Exercise –
Restate the records below word for word.

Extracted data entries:
-*-*-
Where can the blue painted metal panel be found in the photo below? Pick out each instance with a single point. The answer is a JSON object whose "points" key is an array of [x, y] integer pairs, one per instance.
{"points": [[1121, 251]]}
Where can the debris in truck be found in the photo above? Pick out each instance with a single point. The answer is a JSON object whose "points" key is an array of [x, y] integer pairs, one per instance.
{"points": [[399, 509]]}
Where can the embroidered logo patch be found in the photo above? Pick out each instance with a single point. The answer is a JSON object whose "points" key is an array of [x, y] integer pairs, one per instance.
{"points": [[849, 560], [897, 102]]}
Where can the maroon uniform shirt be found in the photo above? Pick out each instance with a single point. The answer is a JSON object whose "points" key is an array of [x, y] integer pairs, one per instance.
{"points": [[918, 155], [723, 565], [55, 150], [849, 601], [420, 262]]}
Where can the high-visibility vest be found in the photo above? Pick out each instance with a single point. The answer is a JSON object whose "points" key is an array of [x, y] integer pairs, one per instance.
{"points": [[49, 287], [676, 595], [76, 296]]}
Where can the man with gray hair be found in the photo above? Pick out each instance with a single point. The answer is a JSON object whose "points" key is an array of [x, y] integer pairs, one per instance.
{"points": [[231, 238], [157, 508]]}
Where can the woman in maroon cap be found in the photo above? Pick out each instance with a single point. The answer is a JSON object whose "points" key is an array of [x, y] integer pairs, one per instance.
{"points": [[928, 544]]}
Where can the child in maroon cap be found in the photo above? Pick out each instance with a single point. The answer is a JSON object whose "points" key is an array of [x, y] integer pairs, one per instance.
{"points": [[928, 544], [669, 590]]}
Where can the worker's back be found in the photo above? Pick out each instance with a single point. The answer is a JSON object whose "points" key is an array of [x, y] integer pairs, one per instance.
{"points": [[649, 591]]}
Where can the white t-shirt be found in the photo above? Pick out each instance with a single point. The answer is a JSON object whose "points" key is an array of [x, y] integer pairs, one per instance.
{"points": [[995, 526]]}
-*-*-
The result –
Where can the blue painted metal panel be found in the photo below? Pick out each instance with a single point. The answer is a JSON object whose "points" key is an array of [x, y] integer pairs, one per instance.
{"points": [[1121, 251]]}
Where can the debris in truck be found in the photo above? Pick out each instance with a single point. The answer is a JSON object whose "points" key is an array of [x, y] integer pairs, one per instance.
{"points": [[399, 509]]}
Where can the embroidered logo patch be found in the photo above? Pick out each instance with a single point. The answer is a JSON object whose "points" key is an array of [x, y] integer pairs, one per instance.
{"points": [[849, 560], [897, 102]]}
Where can the maroon uniform shirt be found in the photo above? Pick out each instance with a single point. The answer is a JSON object whose "points" key is an array of [x, y] integer pairs, one per instance.
{"points": [[918, 155], [723, 565], [55, 150], [849, 601], [420, 262]]}
Where can the high-visibility vest be found in the photo above? Pick out each instance with a single point. The answer is a JSON object whose "points" key is an array of [x, y] integer pairs, one per instance.
{"points": [[49, 287], [676, 595], [76, 296]]}
Where can the man with gray hair be found in the photo above? Pick out each instance with a single point. The answer is a JSON object whose "points" key is an array of [x, y] integer pairs, one per instance.
{"points": [[231, 238], [157, 508]]}
Where can the woman in maroon cap be found in the photo above? Pick out each instance with a single point. The answer is a JSON object whose "points" key is an array of [x, y] integer pairs, one per instance.
{"points": [[928, 544]]}
Where can the child in maroon cap be found in the photo above? Pick out each instance with a single point. The answer is a JSON object whose "points" key is an array of [x, y] integer pairs, one per instance.
{"points": [[928, 544], [669, 590]]}
Where can the worker's back be found in the photo above? Pick out each instance with a single point. The answer is a JSON object whose "points" key is an array of [x, y] integer pairs, one per instance.
{"points": [[649, 591]]}
Where can the white t-shirt be found in the photo above? Pick out each instance with a single point. The answer is a JSON object whose "points" key is an array of [x, y] integer pairs, one per instance.
{"points": [[995, 526]]}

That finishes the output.